→ **STATED EXERCISE**:
Could you edit the western swing review by rewriting everything from "shows up on" down to "than they figured." with "Django Reinhardt" replaced by "Charlie Christian"?

→ **SOURCE TEXT**:
This budget comp reduces him even further, to 11 cuts, a mere
29:36, and doesn't provide much history, but the selection hits
most of what he's remembered for: the patronizing "Skid Row Joe,"
the creepy "Cold Hard Facts of Life," the creepier "What Would
You Do If Jesus Came to Your House," and the marvelous "Green,
Green Grass of Home."
B+
Western Swing and Country Jazz: An Expertly Selected
Package (1935-40 [2005], JSP, 4CD):
Another mop-up operation, this time collecting sizable chunks of
obscure western swing bands: Ocie Stockard & the Wanderers
(14 cuts), the Range Riders (6), Bob Dunn's Vagabonds (5), Roy
Newman and His Boys (15), Modern Mountaineers (11), Jimmie Revard
& His Oklahoma Playboys (25), Smoky Wood & Wood Chips (8),
Cliff Bruner & His Texas Wanderers (3), Swift Jewel Cowboys
(14). Bruner is the best known, but Stockard, Newman and Wood show
up in John Morthland's bible (The Best of Country Music,
published in 1984 and still the only country music guide
worth owning), and "Everybody's Truckin'" (Modern Mountaineers)
shows up on the occasional comp. Western swing has been preserved
as country music, obscuring its jazz roots and referents -- for
a revelation, compare Django Reinhardt and Bob Wills, then seek
out Hank Penny and Hank Thompson working their way through the
Woody Herman songbook. But jazz is the common denominator here,
and not just a preference for horns over pedal steel -- the jazz
here is race music, and not just the "darkies truckin'." We get
two versions of "Black and Blue" -- a song all the more painful
for those of us who grew up on James Brown, but there can be no
doubt that Harry Palmer worships Louis Armstrong. Maybe these
guys had more black inside than they figured.

→ **SUPPLIED DATA**:
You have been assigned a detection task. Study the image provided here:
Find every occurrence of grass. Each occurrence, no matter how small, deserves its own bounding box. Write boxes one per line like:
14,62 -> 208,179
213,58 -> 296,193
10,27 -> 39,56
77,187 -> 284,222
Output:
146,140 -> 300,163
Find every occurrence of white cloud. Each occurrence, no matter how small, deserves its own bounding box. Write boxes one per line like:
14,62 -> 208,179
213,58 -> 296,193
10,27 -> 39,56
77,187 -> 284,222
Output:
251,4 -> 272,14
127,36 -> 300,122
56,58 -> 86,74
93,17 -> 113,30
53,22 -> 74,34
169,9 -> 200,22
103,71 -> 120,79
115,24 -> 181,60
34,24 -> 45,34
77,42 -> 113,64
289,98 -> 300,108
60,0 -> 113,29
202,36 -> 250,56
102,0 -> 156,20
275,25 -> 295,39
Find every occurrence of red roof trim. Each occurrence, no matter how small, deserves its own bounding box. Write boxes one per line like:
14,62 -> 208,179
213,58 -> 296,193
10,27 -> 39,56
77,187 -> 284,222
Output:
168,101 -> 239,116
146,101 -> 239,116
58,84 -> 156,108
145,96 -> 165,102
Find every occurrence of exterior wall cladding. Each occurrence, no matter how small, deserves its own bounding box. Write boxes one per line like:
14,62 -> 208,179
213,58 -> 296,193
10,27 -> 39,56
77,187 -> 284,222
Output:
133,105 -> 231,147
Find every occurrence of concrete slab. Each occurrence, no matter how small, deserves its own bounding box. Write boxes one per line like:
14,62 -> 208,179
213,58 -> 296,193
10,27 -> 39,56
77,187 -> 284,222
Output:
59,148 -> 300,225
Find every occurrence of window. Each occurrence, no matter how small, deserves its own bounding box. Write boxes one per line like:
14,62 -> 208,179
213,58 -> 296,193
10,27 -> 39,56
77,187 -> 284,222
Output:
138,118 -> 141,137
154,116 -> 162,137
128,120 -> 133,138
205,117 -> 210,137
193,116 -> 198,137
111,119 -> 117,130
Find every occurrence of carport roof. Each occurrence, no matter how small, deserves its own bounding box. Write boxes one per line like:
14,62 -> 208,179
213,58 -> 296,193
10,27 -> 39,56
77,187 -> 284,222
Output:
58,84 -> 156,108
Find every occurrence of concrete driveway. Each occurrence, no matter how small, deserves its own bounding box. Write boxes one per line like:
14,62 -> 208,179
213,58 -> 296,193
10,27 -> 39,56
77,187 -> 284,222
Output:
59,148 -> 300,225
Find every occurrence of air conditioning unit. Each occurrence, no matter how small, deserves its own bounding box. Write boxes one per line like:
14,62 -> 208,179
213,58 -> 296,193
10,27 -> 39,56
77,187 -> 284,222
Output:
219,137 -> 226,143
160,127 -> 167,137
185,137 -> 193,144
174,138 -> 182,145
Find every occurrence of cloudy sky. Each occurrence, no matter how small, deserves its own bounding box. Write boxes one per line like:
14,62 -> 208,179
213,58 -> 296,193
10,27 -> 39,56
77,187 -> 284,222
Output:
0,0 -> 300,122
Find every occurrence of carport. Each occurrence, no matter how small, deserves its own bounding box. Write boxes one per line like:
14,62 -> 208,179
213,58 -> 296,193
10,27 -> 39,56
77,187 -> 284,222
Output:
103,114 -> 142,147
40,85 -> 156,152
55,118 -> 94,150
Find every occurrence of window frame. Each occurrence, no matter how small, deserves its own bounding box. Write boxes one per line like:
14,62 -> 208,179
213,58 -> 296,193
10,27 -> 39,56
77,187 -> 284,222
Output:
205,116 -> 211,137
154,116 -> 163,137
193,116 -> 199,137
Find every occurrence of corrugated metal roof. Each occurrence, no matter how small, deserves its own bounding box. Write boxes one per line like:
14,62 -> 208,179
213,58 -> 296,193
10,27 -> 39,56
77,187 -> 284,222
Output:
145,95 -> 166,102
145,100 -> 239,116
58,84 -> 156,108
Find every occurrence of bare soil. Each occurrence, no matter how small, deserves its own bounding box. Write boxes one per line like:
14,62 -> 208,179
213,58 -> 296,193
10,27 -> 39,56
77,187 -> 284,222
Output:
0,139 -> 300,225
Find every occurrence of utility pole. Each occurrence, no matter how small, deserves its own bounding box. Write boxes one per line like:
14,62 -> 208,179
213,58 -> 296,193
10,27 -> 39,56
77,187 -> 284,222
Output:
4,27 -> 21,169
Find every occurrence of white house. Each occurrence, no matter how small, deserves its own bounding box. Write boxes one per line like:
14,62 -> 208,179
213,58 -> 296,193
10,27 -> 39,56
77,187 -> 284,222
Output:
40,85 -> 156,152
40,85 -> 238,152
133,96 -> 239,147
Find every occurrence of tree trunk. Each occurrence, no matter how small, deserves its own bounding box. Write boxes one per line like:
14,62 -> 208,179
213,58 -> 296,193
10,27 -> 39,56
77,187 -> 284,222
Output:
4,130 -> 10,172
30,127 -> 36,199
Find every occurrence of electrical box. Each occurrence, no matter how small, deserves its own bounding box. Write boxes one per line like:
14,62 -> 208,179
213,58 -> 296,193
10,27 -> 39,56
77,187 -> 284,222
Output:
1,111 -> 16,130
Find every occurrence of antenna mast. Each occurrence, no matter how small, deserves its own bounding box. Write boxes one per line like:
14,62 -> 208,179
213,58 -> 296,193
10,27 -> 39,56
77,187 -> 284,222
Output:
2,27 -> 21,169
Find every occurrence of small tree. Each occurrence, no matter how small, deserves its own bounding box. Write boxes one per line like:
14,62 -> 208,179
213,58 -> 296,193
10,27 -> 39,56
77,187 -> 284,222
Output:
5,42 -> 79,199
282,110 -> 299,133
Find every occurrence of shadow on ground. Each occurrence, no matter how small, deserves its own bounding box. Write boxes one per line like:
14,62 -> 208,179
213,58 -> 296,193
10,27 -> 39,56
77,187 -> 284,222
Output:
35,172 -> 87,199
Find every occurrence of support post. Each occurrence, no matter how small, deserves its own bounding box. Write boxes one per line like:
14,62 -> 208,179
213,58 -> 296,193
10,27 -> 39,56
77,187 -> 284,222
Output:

==

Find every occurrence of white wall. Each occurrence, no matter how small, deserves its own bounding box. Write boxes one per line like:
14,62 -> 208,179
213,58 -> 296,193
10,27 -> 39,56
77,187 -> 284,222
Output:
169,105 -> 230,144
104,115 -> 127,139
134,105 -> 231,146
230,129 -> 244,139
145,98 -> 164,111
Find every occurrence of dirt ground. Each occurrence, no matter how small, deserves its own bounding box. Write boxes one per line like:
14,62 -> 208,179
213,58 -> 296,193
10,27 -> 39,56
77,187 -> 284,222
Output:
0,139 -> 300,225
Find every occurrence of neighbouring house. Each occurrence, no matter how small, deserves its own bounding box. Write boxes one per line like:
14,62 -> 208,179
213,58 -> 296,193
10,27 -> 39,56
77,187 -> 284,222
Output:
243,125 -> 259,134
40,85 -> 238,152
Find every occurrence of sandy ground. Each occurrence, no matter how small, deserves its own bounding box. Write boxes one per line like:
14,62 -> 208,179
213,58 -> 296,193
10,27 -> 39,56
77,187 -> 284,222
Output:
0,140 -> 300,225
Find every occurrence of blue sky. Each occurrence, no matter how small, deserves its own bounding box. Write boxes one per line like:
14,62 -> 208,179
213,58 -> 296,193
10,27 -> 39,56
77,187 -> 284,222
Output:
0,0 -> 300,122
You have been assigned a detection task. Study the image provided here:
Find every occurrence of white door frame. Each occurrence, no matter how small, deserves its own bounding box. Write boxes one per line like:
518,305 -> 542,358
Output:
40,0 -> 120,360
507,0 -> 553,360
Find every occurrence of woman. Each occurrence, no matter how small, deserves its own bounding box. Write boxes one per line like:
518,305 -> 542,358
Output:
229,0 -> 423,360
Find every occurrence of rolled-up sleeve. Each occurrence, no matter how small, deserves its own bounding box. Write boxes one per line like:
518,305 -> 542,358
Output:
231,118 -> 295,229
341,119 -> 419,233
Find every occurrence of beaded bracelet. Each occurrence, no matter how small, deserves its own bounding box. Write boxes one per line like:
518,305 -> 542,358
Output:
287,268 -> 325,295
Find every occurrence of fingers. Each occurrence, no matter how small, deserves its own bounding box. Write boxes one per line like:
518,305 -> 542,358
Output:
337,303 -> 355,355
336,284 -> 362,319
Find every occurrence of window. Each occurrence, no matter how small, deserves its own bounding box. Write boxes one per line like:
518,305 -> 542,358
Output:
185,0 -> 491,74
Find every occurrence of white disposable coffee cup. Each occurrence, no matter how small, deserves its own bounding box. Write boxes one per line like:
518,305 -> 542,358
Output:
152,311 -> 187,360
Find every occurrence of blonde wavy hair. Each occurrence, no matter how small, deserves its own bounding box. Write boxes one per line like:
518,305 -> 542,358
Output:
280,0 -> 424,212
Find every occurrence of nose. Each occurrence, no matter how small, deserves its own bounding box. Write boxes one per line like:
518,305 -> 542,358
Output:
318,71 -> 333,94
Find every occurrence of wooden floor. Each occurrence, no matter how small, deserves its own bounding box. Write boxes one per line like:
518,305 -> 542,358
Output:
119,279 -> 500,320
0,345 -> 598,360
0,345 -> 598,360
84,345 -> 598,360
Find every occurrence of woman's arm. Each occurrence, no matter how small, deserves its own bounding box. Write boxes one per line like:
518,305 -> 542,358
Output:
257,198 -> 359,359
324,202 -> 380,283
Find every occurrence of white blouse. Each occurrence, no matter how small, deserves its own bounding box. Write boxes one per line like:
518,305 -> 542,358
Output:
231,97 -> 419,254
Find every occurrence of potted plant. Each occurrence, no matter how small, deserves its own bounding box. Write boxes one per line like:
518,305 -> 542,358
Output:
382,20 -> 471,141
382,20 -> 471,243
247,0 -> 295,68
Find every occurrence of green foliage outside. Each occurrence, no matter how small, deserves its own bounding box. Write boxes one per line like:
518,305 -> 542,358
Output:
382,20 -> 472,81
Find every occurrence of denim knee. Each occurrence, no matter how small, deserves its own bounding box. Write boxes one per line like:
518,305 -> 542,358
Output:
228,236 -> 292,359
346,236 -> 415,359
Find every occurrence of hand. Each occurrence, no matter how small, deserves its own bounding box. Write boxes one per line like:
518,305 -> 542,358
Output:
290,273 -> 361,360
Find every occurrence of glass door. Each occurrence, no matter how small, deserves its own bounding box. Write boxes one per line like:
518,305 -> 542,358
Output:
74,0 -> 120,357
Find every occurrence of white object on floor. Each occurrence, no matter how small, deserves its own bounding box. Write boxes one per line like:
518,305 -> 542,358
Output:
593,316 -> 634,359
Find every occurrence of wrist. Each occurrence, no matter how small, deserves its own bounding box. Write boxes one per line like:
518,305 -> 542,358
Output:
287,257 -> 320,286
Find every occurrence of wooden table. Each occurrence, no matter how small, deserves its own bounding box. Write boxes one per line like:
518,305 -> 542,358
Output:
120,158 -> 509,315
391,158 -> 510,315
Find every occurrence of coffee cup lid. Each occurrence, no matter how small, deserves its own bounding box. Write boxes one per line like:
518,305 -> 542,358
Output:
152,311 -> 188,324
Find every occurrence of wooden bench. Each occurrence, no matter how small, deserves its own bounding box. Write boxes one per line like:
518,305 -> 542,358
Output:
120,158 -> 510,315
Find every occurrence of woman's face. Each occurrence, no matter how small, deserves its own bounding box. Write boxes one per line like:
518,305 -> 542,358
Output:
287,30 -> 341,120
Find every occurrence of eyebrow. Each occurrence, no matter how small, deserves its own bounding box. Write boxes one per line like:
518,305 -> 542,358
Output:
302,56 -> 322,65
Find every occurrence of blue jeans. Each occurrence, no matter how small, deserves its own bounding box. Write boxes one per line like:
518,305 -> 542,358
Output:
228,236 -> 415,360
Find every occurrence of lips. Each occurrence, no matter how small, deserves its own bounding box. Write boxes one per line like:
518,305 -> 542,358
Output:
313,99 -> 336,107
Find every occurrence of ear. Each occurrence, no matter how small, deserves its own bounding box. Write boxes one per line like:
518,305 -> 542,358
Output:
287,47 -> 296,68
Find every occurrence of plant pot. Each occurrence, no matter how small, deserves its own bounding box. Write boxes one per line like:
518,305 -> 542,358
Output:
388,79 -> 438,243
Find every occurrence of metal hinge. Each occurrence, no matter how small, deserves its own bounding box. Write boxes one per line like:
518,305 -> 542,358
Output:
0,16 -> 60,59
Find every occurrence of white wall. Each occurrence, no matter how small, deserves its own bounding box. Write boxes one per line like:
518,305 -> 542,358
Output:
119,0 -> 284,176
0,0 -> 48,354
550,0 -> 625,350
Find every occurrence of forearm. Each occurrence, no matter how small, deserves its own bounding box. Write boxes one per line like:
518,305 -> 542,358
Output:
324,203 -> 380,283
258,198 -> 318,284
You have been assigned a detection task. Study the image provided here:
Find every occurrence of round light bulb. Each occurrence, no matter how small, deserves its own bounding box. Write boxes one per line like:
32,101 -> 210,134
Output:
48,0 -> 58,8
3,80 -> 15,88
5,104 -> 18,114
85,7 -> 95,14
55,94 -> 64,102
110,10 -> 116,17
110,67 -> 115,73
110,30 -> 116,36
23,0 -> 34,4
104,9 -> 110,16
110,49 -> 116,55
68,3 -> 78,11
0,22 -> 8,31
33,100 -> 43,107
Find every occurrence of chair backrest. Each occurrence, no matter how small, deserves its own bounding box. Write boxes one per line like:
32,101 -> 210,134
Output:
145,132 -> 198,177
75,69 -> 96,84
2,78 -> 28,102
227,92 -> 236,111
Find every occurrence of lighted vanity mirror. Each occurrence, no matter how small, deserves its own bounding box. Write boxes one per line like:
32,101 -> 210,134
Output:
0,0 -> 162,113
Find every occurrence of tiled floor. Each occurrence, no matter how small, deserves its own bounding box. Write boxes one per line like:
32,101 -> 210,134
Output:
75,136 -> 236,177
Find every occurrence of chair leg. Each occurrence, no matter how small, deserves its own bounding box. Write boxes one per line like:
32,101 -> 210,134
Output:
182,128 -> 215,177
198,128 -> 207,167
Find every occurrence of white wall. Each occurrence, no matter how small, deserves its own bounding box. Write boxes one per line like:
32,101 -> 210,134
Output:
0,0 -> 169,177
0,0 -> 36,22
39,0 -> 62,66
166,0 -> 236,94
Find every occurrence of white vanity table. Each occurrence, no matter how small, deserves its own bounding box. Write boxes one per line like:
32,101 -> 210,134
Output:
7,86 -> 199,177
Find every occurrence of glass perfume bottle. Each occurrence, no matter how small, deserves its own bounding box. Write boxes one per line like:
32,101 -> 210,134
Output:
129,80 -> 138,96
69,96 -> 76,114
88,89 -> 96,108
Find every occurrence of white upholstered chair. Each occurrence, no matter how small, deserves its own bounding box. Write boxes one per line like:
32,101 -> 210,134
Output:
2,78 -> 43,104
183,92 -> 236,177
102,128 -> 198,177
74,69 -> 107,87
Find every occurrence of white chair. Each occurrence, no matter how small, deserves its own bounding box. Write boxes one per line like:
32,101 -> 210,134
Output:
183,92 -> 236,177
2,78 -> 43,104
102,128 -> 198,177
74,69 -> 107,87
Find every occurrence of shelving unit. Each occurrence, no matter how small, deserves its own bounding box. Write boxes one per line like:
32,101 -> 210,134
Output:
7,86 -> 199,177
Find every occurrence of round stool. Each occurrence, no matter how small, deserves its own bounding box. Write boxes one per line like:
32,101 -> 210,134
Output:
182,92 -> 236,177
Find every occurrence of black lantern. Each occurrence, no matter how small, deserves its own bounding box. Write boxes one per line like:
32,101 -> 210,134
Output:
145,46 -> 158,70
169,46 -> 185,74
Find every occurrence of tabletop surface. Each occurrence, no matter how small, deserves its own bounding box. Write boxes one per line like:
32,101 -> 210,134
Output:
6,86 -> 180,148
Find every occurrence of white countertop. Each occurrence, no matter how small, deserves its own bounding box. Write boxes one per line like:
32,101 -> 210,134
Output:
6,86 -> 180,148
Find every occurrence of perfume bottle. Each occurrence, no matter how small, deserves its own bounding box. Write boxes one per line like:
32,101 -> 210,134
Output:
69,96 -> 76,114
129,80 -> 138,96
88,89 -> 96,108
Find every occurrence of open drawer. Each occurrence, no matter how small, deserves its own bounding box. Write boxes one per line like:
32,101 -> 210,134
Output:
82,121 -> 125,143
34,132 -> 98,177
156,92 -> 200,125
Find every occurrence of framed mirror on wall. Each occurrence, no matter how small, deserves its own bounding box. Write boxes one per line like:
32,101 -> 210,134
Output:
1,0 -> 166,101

→ **WRITTEN SOLUTION**:
shows up on the occasional comp. Western swing has been preserved
as country music, obscuring its jazz roots and referents -- for
a revelation, compare Charlie Christian and Bob Wills, then seek
out Hank Penny and Hank Thompson working their way through the
Woody Herman songbook. But jazz is the common denominator here,
and not just a preference for horns over pedal steel -- the jazz
here is race music, and not just the "darkies truckin'." We get
two versions of "Black and Blue" -- a song all the more painful
for those of us who grew up on James Brown, but there can be no
doubt that Harry Palmer worships Louis Armstrong. Maybe these
guys had more black inside than they figured.